• DIRECTIVE A:
Answer these questions from the text on brainwallet passphrases.
(i) How many randomly chosen words does the text say are enough, and from a dictionary of what size?
(ii) What amount of money does it say is needed for a reasonable chance of cracking such a passphrase?
(iii) What does the final paragraph name as the biggest problem?
• DIRECTIVE B: Reproduce word for word the part of the text on brainwallet passphrases from "It takes literally" to "the above statements.".

• DOCUMENT TEXT:
---
In practice, 7 words *randomly* (no cherrypicking) chosen from a 7,000 word dictionary is all you need to keep *everyone* (including government and russian hackers) away from your brainwallet. Anything longer is absolute overkill - despite anything you may hear on these forums. Many people are misinformed when it comes to choosing a proper passphrase. All you will get with longer passphrases, in practice, is a higher risk of forgetting them.

It takes literally billions (not just millions) of dollars to have a reasonable chance of cracking such a passphrase.

Please research and understand passphrase entropy if you don't agree with the above statements.

Also give the NoBrainr script a try for a bare-bones way of generating such passphrases securely.


In practice many people will not choose words randomly.  User error or users not adhering to standards/procedures is the biggest problem in these sorts of things.
---
• ENTRIES:
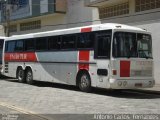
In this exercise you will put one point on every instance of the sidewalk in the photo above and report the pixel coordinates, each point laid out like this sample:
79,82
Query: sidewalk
155,89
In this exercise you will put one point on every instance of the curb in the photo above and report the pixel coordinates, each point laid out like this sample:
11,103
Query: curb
147,91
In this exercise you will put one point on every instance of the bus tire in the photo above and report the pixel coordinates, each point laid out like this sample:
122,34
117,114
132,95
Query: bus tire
21,75
84,82
29,76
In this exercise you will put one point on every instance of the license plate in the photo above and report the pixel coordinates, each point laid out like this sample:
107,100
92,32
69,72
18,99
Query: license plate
138,85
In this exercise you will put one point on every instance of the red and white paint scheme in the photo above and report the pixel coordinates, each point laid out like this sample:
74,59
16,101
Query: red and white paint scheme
1,50
111,56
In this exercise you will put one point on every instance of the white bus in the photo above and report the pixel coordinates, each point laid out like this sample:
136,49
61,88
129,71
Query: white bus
111,56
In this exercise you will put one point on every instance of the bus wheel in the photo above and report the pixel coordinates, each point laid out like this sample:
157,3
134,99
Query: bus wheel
29,76
84,82
21,75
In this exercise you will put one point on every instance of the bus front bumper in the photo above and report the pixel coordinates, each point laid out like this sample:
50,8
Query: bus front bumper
131,84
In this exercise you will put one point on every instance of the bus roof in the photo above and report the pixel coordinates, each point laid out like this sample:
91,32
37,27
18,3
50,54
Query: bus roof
106,26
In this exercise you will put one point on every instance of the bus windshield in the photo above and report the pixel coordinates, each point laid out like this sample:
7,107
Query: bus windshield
135,45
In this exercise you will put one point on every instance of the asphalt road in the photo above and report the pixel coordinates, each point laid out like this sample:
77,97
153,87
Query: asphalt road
55,101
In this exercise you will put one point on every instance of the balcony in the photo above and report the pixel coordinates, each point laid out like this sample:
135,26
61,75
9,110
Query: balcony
37,8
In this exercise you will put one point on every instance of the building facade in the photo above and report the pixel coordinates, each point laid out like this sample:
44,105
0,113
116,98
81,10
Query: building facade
29,16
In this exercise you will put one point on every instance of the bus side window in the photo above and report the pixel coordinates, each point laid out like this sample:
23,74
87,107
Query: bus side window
85,40
54,43
11,46
41,43
6,46
29,45
19,45
68,42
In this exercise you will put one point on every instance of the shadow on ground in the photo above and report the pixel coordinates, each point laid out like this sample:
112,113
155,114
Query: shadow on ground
129,94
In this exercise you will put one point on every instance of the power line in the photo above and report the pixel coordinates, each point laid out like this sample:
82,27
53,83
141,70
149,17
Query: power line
81,22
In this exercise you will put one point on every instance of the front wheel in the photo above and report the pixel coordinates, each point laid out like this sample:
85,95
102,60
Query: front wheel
29,77
84,82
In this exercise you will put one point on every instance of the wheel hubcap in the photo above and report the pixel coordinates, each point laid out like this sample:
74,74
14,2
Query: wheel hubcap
20,75
84,81
29,76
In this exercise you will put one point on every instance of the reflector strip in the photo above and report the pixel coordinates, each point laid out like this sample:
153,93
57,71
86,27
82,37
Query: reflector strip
86,29
124,68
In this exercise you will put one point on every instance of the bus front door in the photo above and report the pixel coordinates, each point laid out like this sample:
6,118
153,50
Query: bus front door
102,56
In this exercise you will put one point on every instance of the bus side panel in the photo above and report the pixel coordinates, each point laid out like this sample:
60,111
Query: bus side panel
62,66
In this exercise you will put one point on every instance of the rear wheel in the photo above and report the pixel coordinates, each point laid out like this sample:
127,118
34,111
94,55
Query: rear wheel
21,75
29,77
84,82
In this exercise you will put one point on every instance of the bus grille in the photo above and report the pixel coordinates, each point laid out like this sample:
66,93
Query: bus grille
141,73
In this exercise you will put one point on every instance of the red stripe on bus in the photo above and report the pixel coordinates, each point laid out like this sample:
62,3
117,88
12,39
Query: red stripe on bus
86,29
125,68
21,57
84,57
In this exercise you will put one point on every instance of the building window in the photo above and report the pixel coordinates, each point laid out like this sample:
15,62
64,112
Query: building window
30,25
142,5
13,28
116,10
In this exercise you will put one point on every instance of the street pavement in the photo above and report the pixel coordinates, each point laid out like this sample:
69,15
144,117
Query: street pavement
47,99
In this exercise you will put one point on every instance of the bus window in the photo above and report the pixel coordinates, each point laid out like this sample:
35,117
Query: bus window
85,40
54,43
29,45
68,42
103,46
19,45
144,45
11,46
124,45
41,43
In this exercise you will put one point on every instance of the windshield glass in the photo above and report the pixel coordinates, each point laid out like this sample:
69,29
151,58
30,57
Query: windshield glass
128,45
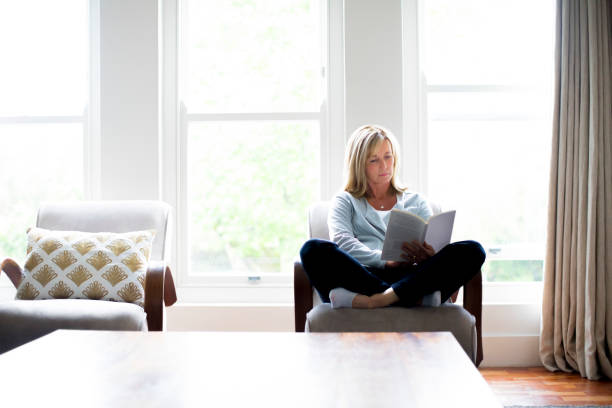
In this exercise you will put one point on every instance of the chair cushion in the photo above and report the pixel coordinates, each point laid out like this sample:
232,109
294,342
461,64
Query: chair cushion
447,317
85,265
22,321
---
• TASK SOLUTION A:
(i) Seven words, from a 7,000-word dictionary.
(ii) Billions of dollars.
(iii) User error, or users not adhering to standards/procedures.

• TASK SOLUTION B:
It takes literally billions (not just millions) of dollars to have a reasonable chance of cracking such a passphrase.

Please research and understand passphrase entropy if you don't agree with the above statements.